PROBLEM - Return the section of the AUTOSAR text that starts with the words "VFB to RTE Mapping" and stops after "and system configuration.", copied word for word.

SUPPLIED TEXT -
________________________________________
Virtual Function Bus (VFB)

• The virtual function bus can be described as a system modeling and communication concept

• Logical entity that facilitates the concept of relocatability within the AUTOSAR software architecture

• Provides a virtual infrastructure that is independent from any actual underlying infrastructure

• Provides all services required for a virtual interaction between AUTOSAR components

• Separates the domain of application development and modeling from the infrastructure

Runtime Environment (RTE)

• The runtime environment provides an actual representation of the virtual concepts of the VFB for one specific ECU

• Each ECU has its own customized RTE implementation which is generated during the ECU Configuration process of the AUTOSAR methodology

• The ECU mapping, i.e. the information about which component will be deployed on which ECU, is part of the input of this configuration process

RTE

• Depending on the location of each component, the formerly virtual interaction can then be mapped to real interaction implementation

• Components that are mapped onto one ECU will communicate through Intra ECU-Mechanisms, like function calls while Inter-ECU communication will be realized using, e.g. a communication bus infrastructure

• Since the RTE source code is usually generated, it can be tailored by the generator to implement exactly the communication paths required by its connected AUTOSAR components

• RTE can be seen as a static implementation of specialized communication topologies

VFB to RTE Mapping where the Virtual Communication Topology is mapped to Three Different ECUs

Comparison of VFB and RTE with Focus on Selected Common Concepts

Generation of RTE Generation of RTE

• The RTE is generated in order to ensure that it fits a given ECU and system configuration.
________________________________________
EXCERPTED DATA -
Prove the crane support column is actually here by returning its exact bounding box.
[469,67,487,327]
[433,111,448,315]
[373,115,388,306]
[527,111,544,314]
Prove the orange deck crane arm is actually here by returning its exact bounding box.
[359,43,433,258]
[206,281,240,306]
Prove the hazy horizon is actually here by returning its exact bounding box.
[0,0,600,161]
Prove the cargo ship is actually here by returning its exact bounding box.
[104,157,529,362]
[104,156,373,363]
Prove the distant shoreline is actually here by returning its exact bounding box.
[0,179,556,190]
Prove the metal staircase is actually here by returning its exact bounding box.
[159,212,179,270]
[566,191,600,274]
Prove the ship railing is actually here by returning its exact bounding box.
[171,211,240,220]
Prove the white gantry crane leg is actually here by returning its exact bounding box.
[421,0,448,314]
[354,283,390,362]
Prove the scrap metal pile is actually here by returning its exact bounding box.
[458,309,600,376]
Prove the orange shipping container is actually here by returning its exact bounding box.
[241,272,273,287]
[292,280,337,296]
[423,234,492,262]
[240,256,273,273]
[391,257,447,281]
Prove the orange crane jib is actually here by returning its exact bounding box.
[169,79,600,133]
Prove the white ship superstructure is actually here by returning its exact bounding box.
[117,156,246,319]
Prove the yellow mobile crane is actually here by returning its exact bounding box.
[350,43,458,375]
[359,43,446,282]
________________________________________
REPLY TO THE EXERCISE -
VFB to RTE Mapping where the Virtual Communication Topology is mapped to Three Different ECUs

Comparison of VFB and RTE with Focus on Selected Common Concepts

Generation of RTE Generation of RTE

• The RTE is generated in order to ensure that it fits a given ECU and system configuration.